§ PEDIDO ESCRITO A:
Responda com base no trecho sobre o Plano Safra 2016/2017:
(i) Qual cargo Chico Maia ocupa?
(ii) Qual é um dos principais requisitos para o acesso ao crédito mais barato?
(iii) Em que documento está prevista a função social da terra?

§ TRECHO PARA LEITURA:
Tais movimentos sociais criticam de forma incisiva diversos pontos do Plano Safra 2016/2017. O programa, que faz parte de uma política pública nacional, tem o objetivo de desenvolver a agricultura familiar regional, de forma a garantir o acesso a créditos mais baratos aos produtores rurais responsáveis pela alimentação da população brasileira.
Porém o que ocorre na prática é o excesso de procedimentos burocráticos para se obter acesso aos benefícios do programa, além de apontarem para sua limitada abrangência na realidade do agricultor familiar local, que se mobiliza pelo direito à terra. Questionado sobre as possíveis lacunas do programa na região, Chico Maia, secretário de Agricultura e Abastecimento, alega que “a burocracia e reclamações persistem porque há uma série de requisitos, obrigações e garantias que precisam ser comprovadas pelos interessados no Pronaf”.
Um dos principais requisitos para o acesso ao crédito mais barato é o registro de propriedade rural. Como as famílias ocupam espaços pertencentes ao município ou a posseiros, as chances de serem contempladas pelo programa são muito baixas. Entra em pauta, portanto, a questão da reforma agrária, que se baseia na função social da terra prevista na Constituição Federal de 1988.
O cenário político nacional, contudo, não se mostra favorável ao avanço de movimentos sociais pela reforma agrária. Chico lança mão da nota emitida pelo Conselho Nacional de Desenvolvimento Rural Sustentável (Condraf) , contrária à extinção do Ministério do Desenvolvimento Agrário e sua fusão com o Ministério do Desenvolvimento Social e Combate à Fome, para destacar a falta de comprometimento do novo governo com a agricultura familiar e a agroecologia. “Sempre esperamos que as demandas [dos movimentos sociais] sejam atendidas. No entanto, sou realista quanto ao desinteresse do governo Temer em relação à agricultura familiar ”, afirma Chico Maia.

§ PEDIDO ESCRITO B:
Apresente como lista numerada as linhas dos registros situadas entre a que contém "Which pixel lies on the autumn" e a que contém "pixel 242 39", inclusive. Deixe de fora as linhas em branco.

§ REGISTROS DE DADOS:
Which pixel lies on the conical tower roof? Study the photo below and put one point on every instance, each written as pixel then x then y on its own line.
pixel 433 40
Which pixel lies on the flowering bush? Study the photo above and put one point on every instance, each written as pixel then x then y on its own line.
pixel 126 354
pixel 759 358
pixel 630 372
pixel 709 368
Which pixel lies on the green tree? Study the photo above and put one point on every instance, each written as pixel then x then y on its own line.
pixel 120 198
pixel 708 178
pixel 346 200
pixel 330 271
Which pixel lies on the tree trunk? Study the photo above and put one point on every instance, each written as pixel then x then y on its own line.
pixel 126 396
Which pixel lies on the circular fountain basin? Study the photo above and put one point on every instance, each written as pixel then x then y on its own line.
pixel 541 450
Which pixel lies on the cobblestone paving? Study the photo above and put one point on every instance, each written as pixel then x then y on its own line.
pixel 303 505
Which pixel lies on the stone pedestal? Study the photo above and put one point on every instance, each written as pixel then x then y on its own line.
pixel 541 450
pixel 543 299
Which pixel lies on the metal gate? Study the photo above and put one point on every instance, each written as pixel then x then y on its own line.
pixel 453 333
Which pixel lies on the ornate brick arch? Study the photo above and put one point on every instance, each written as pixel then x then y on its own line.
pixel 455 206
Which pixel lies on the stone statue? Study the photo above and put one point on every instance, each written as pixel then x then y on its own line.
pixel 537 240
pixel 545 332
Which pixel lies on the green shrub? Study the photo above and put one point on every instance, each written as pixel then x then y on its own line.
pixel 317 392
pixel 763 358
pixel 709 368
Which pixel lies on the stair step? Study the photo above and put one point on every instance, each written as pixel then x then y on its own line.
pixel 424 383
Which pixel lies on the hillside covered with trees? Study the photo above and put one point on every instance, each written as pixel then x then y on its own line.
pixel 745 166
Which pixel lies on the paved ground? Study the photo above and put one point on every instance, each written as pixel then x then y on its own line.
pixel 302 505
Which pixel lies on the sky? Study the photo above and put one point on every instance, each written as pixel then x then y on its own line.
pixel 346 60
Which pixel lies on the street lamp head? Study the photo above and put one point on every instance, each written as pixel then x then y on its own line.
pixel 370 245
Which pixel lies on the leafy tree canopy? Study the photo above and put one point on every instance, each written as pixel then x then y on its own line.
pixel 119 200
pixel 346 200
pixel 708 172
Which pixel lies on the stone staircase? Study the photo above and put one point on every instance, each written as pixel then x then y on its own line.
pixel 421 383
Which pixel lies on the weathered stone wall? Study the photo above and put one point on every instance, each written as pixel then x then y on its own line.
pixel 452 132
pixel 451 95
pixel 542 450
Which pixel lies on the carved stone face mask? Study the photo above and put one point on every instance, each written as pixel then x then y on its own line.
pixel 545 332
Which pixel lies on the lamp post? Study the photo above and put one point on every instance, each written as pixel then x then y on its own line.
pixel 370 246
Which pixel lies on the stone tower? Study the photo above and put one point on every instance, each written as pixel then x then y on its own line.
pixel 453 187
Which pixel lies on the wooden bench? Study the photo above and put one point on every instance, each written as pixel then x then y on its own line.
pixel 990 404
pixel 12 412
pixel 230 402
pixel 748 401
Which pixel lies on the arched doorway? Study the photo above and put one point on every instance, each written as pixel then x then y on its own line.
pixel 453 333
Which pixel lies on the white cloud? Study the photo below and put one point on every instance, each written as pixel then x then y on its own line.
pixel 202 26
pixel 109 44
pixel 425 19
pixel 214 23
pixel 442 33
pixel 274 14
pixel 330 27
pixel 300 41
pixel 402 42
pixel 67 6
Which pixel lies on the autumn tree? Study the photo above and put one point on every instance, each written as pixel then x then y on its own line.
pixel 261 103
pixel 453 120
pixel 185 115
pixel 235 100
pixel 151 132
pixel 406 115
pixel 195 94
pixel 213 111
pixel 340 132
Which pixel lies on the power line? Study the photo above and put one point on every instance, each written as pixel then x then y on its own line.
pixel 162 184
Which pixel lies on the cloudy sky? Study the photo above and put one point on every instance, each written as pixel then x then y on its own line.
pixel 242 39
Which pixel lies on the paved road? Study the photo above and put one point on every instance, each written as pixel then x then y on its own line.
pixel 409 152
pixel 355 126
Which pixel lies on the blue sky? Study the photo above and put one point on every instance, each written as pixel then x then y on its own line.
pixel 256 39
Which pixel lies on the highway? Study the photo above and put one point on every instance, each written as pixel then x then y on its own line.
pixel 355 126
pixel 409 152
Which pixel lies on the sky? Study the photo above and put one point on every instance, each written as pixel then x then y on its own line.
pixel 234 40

§ RESPOSTA DO EXERCÍCIO A:
(i) Secretário de Agricultura e Abastecimento.
(ii) O registro de propriedade rural.
(iii) Na Constituição Federal de 1988.

§ RESPOSTA DO EXERCÍCIO B:
1. Which pixel lies on the autumn tree? Study the photo above and put one point on every instance, each written as pixel then x then y on its own line.
2. pixel 261 103
3. pixel 453 120
4. pixel 185 115
5. pixel 235 100
6. pixel 151 132
7. pixel 406 115
8. pixel 195 94
9. pixel 213 111
10. pixel 340 132
11. Which pixel lies on the power line? Study the photo above and put one point on every instance, each written as pixel then x then y on its own line.
12. pixel 162 184
13. Which pixel lies on the cloudy sky? Study the photo above and put one point on every instance, each written as pixel then x then y on its own line.
14. pixel 242 39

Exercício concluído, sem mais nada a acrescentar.